EXTRACT:
■ ■ ■ ■ ■

Despairing is just as bad. It means clinging on to the old experiences of defeat, failure and inconsolable sadness that is mostly comprised of self-talk like, “I am a failure with women” or “What’s the point? I’ll only get rejected.”
Even worse, it will cause you to review your “failures” over and over again, thus reprogramming them back into your brain.
Sucks, huh?
Now, the most confusing aspect of all of this is that guys who are really stuck often bounce back and forth between the two bad attitudes. One minute they are demanding. The next they are despairing.
In between these two attitudes lays the delicious, fertile place of new possibilities and beyond success with women, walking through the world and sculpting your own experience.
To reach that place is not easy.
The journey there is one of courage, a willingness to risk, and a motivation that is realistic and makes sense for you.
I’m honored to help you along as you do so.
If this post has touched you please comment below and spread the word as well.
May 2017 be the year your rock your world. And the worlds of the women you truly desire.
Peace,
RJ
i think i am looking forward to 2017.
no dispair, no demand, right? 🙂
and i wanted to write that i wish you and for what you stand for a SUUUUPER year 2017 as well.
“maybe rock will not lay the initial delicious place initially.”
i am VERY interessted about you talking about inner game.
i guess in an article, NOT SO MUCH about: that it is difficult.
NOT SO MUCH that you need courage and it is risky.
concrete examples that make the imagination dance.
christian from prague
i am not saying that i know how to spell honour though! 🙂
ps: after my meditation seminar i left away the sports recently and am doing very gentle kundalini mantras every day before work. it is a using a different system. not pushin. no energy wasting resistance (in a callcenter) this seems 1 delicious technique and a new thing that I am experienting with currently.
hey Christian, without pushing you – it’s time to return home
Ross, have you ever had those shitty days where you walk outside for an hour or so but you don’t approach anyone and all the negative emotions and brain chatter comes up? How did you deal with this as a newbie if you ever had to deal with it?
Andreas, I do have those days. I do some stuff to get to a “neutral” state, usually breathing and a little self-hypnosis and meditation or even take a nap!
RJ
Great post, the place where you give them the freedom to respond
as they wish, without placing any demands on them, or drowning them in
your insecurities, just truly connectingg …
Great stuf … you should totally do a series on inner game, your one of two/three
people that I wholly trust on that subject … will help me and other guys out.
Or you can not do, your choice, either wax … Happy Hanukah and new years
Adis,
I could do a webinar on the topic. Stay tuned.
RJ
Put simply wow right on 80% demanding and 20% despairing for me ,the back and fourth is so right bad pattern would love to have a MP3 hypnosis to get me away from this behaviour .The demanding is a obstacle to learning.
Paul, I have no product on this and don’t have in mind to create them.
But if you bring it up in one of the calls we do on my coaching program, I’ll address it.
http://www.rjcoaching.com
RJ
Awesome Ross! Ever since I went through the process of installing the four vibes I definitely went from -“oh creepy short guy” to smiles, hand touches and even some jealousy between co-workers. By no means am I a total success. I definitely have a long way to go and could always improve. Is it a good idea to repeat the process to further instill and really embrace the four vibes?
-el Padawan
Ryan, thanks for the props. Yes by all means wash, rinse and repeat!

■ ■ ■ ■ ■

Items listed in the dataset:
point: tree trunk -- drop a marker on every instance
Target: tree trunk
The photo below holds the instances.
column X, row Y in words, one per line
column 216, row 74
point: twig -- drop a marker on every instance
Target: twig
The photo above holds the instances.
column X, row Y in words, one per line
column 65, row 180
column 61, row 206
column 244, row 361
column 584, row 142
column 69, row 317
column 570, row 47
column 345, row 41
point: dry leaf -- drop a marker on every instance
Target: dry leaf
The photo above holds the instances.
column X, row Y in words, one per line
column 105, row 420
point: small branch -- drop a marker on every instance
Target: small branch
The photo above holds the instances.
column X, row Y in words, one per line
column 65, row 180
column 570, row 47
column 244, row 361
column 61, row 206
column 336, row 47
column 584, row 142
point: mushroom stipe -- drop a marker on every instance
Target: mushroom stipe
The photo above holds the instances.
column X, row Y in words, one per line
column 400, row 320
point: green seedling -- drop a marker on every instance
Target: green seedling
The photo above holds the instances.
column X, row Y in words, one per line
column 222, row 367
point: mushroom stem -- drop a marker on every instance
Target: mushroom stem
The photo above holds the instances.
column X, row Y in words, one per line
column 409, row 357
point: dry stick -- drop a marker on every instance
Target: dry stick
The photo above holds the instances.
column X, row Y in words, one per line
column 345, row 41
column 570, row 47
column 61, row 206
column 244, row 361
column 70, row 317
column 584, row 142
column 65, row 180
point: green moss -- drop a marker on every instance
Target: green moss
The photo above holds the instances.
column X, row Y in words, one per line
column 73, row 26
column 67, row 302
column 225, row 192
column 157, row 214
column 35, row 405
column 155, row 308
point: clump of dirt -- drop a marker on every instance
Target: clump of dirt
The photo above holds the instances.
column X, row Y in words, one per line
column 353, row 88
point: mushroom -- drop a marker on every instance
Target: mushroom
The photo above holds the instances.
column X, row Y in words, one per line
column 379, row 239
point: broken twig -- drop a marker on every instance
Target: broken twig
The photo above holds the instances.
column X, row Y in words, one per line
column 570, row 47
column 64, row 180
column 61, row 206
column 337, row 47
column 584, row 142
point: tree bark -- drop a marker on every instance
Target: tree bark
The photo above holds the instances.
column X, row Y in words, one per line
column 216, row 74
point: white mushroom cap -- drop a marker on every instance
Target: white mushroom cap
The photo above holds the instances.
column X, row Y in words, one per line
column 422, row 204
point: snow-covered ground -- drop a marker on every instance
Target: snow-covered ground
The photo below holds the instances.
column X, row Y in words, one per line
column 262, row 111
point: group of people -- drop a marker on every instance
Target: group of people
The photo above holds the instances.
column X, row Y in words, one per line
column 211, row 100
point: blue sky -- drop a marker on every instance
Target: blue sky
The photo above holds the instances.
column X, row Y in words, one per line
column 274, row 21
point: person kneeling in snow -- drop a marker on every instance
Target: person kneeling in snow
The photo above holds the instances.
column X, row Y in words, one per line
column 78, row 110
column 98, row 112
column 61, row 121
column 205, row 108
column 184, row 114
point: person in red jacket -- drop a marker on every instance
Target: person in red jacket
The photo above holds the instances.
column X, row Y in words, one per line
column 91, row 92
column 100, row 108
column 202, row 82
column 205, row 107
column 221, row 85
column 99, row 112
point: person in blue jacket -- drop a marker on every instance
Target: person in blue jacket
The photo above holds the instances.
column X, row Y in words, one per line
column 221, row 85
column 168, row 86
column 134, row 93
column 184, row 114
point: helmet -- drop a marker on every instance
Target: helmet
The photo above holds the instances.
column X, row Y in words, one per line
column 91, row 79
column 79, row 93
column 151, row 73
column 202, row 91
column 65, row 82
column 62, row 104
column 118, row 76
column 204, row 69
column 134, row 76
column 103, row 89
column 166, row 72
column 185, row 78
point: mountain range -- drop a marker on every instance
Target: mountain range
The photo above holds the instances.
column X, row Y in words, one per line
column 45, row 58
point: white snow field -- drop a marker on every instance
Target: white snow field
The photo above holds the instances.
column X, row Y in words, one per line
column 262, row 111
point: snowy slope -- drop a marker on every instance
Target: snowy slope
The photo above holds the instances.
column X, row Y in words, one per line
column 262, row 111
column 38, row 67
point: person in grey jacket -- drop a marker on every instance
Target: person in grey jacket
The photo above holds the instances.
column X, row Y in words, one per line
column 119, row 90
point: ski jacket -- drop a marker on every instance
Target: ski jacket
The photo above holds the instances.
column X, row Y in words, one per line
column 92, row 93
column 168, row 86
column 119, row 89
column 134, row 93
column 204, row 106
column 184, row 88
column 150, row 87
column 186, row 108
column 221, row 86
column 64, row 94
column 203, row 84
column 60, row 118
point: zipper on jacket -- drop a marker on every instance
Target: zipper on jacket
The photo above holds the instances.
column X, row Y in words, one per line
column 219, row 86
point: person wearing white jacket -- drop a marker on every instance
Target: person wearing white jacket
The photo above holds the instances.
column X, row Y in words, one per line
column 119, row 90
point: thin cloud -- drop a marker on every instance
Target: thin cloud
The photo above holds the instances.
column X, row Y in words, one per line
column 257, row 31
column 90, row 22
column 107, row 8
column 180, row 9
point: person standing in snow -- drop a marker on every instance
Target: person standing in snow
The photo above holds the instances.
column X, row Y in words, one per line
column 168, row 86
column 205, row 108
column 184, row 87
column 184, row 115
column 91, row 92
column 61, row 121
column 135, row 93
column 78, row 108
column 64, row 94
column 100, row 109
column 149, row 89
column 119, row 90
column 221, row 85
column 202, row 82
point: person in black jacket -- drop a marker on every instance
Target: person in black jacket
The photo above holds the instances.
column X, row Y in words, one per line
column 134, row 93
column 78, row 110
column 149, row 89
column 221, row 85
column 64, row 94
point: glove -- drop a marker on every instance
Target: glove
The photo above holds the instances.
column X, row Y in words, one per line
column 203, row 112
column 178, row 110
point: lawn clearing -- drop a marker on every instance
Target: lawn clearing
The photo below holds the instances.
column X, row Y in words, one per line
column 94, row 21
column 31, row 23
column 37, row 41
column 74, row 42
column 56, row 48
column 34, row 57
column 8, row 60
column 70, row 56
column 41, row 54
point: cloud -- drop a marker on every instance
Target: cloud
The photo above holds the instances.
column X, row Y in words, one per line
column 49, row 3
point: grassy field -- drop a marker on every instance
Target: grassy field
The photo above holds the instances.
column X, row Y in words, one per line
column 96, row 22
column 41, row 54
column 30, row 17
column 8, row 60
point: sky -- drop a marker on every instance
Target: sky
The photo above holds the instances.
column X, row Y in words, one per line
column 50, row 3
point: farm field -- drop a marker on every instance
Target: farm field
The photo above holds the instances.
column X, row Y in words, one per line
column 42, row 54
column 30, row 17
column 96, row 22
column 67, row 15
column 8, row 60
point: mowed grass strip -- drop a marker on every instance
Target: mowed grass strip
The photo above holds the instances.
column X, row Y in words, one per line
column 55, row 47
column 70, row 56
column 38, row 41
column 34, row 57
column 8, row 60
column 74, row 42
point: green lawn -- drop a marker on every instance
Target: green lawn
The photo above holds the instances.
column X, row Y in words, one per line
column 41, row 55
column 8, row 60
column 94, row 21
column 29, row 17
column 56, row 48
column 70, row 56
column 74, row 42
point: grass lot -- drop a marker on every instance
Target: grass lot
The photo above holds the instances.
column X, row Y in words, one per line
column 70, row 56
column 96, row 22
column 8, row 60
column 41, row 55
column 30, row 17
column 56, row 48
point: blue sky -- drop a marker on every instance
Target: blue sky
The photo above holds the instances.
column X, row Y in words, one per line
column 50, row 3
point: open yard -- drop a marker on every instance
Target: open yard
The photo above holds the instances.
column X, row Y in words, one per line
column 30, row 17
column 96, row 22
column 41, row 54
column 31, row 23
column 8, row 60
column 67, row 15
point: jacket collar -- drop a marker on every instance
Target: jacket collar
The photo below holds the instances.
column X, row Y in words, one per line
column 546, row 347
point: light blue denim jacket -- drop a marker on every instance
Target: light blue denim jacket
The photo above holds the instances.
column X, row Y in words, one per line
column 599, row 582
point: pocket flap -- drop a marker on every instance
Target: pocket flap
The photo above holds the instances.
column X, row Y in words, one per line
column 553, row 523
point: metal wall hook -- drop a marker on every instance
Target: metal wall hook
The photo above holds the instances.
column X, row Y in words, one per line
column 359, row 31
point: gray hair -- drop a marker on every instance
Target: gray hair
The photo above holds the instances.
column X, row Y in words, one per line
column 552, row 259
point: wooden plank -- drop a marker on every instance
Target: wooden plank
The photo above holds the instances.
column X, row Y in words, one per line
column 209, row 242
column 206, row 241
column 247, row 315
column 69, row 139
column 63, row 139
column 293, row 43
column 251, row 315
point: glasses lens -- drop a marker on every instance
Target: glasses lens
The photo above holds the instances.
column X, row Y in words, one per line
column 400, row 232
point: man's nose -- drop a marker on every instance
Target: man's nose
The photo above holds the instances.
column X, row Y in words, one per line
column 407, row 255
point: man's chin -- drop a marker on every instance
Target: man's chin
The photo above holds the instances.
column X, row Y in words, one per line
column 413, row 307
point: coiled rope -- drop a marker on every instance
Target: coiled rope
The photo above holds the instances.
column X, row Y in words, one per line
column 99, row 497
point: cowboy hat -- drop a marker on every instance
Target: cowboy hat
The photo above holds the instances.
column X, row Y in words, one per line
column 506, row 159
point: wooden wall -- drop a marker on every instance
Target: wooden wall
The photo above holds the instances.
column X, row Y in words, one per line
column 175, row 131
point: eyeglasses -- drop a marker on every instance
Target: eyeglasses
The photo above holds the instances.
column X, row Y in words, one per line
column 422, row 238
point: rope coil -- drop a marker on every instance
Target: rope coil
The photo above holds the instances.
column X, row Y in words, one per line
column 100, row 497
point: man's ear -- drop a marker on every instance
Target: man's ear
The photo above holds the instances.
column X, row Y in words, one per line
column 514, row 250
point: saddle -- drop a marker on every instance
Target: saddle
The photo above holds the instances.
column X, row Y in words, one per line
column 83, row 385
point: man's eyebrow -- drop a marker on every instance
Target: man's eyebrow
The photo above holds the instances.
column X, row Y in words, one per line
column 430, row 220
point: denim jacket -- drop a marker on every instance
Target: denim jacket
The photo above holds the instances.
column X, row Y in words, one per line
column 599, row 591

■ ■ ■ ■ ■

PROBLEMS:
1 - Answer these questions about the dating-advice blog post and its comments:
(a) What three things does the journey to the place of new possibilities take?
(b) What does RJ do to get to a "neutral" state on bad days?
(c) Where does RJ tell Paul to bring up his issue so it will be addressed?
2 - Resume the dating-advice blog post's comment thread after its final reply, carrying it on in the same style.

ANSWERS TO EACH TASK:
1 -
(a) Courage, a willingness to risk, and a motivation that is realistic and makes sense for you.
(b) Usually breathing and a little self-hypnosis and meditation, or even a nap.
(c) In one of the calls on RJ's coaching program.

2 -
I’ve said repeatedly that your inner game program has made the most difference for me. While the rest might translate to cultures other than southern California, I’ve lost more nibbles than I’ve reeled in using “patterns” vs just being present and listening to a woman and allowing my naturally attractive qualities to present themselves as an interaction allows. IMO what I personally need is friends to go out with our something to socialize around. Just going out alone is enough to be considered a total loser where I’m at and no amount of slick language changes that impression. Or maybe I need to move to a less backwoods metropolis. I seriously can’t remember the last time I talked to a woman wasn’t immediately pissed off about it.
Hmmmm…I’ve never had a woman get pissed off for me talking to them in quite some time, but maybe the dynamic is truly different where you are.
Ross, I think you’re right about this. And this is an issue that people deal with in so many areas. In fact, I’ve found myself bouncing between these two crappy attitudes in my business more than a few times. Digs you into the ground and makes you hate everyone else and eventually yourself… Excited to see what’s to come. 🙂
Thanks Joshua. I agree, it’s a systemic issue across all walks of life. I wrestle with it myself more than I would like to, for sure.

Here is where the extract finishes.